Set exercise
Gather each row below that contains the string "speckled", and copy those rows out in full. Case counts.

Data to process

= = = = =

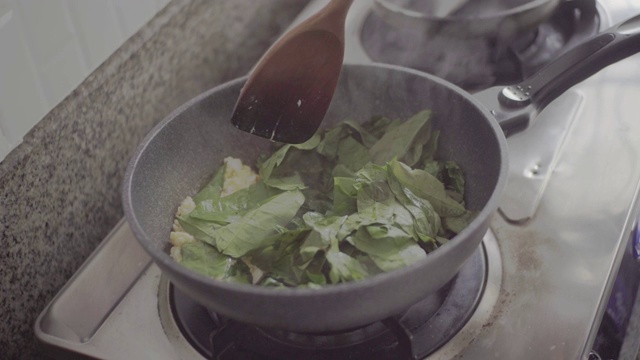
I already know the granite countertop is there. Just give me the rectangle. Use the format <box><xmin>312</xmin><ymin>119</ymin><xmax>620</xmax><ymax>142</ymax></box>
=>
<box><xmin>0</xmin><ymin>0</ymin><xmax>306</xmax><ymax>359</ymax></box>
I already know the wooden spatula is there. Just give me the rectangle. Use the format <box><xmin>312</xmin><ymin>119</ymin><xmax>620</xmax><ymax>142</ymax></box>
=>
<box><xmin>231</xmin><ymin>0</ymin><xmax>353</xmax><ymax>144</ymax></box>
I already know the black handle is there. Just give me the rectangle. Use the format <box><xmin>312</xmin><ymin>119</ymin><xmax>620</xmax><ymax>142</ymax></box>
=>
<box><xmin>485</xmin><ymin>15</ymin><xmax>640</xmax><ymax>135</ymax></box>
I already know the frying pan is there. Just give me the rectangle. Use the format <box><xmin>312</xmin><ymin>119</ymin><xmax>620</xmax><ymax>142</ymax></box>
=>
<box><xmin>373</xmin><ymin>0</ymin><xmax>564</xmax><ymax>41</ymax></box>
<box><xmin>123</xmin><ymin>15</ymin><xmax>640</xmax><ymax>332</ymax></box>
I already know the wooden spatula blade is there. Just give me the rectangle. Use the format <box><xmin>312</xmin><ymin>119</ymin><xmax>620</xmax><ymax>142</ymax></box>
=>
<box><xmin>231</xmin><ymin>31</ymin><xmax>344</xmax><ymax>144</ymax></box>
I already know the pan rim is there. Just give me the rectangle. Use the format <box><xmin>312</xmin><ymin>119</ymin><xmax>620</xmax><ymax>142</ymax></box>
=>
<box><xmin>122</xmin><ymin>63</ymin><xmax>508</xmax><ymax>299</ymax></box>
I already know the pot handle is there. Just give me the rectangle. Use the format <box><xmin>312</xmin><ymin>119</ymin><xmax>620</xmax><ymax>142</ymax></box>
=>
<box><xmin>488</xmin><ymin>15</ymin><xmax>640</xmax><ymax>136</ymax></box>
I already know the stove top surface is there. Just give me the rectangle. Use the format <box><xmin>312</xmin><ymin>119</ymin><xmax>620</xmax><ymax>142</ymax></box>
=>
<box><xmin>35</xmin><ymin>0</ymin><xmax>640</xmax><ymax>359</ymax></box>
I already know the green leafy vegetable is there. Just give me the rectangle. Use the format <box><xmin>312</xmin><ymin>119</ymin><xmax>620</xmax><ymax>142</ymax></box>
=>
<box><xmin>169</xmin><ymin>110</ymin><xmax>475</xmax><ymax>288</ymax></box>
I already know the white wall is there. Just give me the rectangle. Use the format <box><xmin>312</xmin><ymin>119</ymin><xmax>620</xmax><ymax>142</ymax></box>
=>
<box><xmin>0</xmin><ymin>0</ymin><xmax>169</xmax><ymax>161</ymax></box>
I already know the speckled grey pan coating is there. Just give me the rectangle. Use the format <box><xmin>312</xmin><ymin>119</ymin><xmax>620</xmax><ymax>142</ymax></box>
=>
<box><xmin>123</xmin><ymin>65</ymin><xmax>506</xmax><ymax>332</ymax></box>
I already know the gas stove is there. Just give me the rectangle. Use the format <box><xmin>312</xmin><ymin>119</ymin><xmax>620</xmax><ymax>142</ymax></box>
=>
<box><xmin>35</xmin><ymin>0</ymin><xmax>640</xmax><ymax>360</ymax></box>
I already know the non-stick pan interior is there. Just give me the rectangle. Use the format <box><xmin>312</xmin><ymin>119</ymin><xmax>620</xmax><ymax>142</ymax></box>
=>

= = = = =

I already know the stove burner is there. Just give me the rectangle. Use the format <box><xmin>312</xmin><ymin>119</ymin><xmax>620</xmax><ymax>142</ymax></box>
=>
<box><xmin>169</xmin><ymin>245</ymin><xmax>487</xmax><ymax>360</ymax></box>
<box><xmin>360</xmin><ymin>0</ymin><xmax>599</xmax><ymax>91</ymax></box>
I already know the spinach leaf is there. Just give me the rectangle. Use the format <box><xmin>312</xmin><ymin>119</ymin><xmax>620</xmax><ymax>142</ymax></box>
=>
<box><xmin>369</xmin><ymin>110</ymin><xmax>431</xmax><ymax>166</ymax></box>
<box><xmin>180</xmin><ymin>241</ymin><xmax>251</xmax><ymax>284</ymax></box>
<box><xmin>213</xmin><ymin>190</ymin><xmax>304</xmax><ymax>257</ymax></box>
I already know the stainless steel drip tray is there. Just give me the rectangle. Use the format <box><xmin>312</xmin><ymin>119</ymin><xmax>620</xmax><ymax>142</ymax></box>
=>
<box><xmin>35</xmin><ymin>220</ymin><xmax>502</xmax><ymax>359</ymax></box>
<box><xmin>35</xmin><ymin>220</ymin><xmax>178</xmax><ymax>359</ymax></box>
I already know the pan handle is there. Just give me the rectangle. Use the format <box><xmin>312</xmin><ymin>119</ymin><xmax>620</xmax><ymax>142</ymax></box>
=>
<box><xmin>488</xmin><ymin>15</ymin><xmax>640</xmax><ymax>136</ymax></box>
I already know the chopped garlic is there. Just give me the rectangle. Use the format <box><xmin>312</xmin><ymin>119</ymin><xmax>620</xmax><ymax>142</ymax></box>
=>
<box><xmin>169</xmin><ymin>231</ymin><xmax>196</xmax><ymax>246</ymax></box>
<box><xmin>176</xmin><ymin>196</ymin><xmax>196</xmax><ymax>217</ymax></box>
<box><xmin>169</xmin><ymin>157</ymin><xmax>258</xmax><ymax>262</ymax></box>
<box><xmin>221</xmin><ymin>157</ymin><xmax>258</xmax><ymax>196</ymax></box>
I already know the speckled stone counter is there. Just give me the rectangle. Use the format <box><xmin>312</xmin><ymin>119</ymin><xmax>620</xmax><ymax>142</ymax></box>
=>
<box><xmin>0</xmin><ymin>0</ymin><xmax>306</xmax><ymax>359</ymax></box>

= = = = =

Reply
I already know the speckled grey pan coating is there. Just give me the rectangle. Use the format <box><xmin>312</xmin><ymin>119</ymin><xmax>620</xmax><ymax>142</ymax></box>
I already know the speckled stone counter is there. Just give me the rectangle. Use the format <box><xmin>312</xmin><ymin>119</ymin><xmax>620</xmax><ymax>142</ymax></box>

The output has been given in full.